Text shown ▸
On the LEFT is the photograph of the glass plate that inspired my logo. © And on the RIGHT is the metal stamp that I purchased over a decade ago, L-O-N-G before Mario made the plate and/or murrine, long before I had my own business, the name of my business, the name of my book, a logo, a website, you name it. Hidden under a pile of random stuff, in a random box, on a random lockdown day (I don’t even know what day it is anymore. Maybe that’s a good thing?), somehow or another this object has resurrected. Initially, I thought it was a special tool that comes with IKEA purchases. Then I looked closely. And then I freaked out. I was amazed (and shocked) at the similarities. Take a good look at the three different murrine.
Do you see the second circle of murrine? Do you see what I see? How can this be????
I’m not a believer in coincidences. Everything happens for a reason. “Coincidence is God’s way of remaining anonymous,” says Albert Einstein. I thank God and the Divine Universe for sending me this “Message of Love” (song by The Pretenders, 1981). I love it when I receive messages from the heavens…or call it what you will . . . a Divine Energy, but I’ve received many of these messages and signal graces during my life and this is one of them. (Remind me to tell you about the praying mantis.) For whatever reason, I seem to attract this energy and it’s always a good sign. What does it tell me? I like to consider this “coincidence” as a post-it note from God. It lets me know of His presence; He’s closer to me than I realize. I’m where I’m supposed to be. Everything is going to be fine. “I’ve got this!”
I’m not a mother so I’ll never know the bond between a mother and her child. Have I lost out on something? Probably so. Yet just as God has chosen these women to be mothers, I truly believe God has chosen me, and many women, not to be mothers. If I truly believe that God’s plan is Divine and was prepared for me before I was born, then I’m exactly where I’m supposed to be. Not all of us are destined to be married, to have children, to have 9-5 jobs, etc. God is creative and perfect in His assortment of “characters”; we’re all here equally to fulfill His perfect plan.

Exercise prompt ▸ In the text above, what did the writer first take the metal stamp to be?

Exercise data ▸
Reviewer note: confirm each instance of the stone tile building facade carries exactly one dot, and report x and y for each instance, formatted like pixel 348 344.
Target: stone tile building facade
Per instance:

Exercise result ▸ A special tool that comes with IKEA purchases.